-- START OF Records --

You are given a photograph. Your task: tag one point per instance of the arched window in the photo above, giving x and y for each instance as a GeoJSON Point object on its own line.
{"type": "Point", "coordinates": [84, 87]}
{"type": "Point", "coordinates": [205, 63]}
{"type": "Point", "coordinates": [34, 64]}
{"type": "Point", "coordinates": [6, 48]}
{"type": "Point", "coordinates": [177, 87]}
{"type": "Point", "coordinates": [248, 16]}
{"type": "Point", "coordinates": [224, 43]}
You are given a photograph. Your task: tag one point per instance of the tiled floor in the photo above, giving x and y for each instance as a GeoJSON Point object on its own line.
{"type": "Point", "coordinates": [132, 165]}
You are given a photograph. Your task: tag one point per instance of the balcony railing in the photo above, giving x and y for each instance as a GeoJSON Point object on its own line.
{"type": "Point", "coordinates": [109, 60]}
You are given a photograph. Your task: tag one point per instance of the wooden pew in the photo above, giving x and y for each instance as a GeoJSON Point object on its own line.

-- END OF Records --

- [What is asked] Copy out every line of the records above, requests included, and add 116 to each x and y coordinate in the answers.

- [Written solution]
You are given a photograph. Your task: tag one point per instance of the arched window in the photo above, giving x and y for each instance as a GeoJSON Point object on its own line.
{"type": "Point", "coordinates": [200, 203]}
{"type": "Point", "coordinates": [321, 179]}
{"type": "Point", "coordinates": [150, 180]}
{"type": "Point", "coordinates": [122, 164]}
{"type": "Point", "coordinates": [293, 203]}
{"type": "Point", "coordinates": [364, 132]}
{"type": "Point", "coordinates": [340, 159]}
You are given a photograph. Your task: tag one point per instance of the tiled floor in the photo above, giving x and y for each instance as a GeoJSON Point object on its own line.
{"type": "Point", "coordinates": [248, 281]}
You are given a photograph. Your task: tag one point per instance of the balcony railing in the photo above, giving x and y for each instance as a GeoJSON Point object on its own line.
{"type": "Point", "coordinates": [225, 176]}
You are given a photograph. Your task: tag one point per instance of the wooden pew in the photo above, giving x and y for each instance as a GeoJSON Point object on its own line.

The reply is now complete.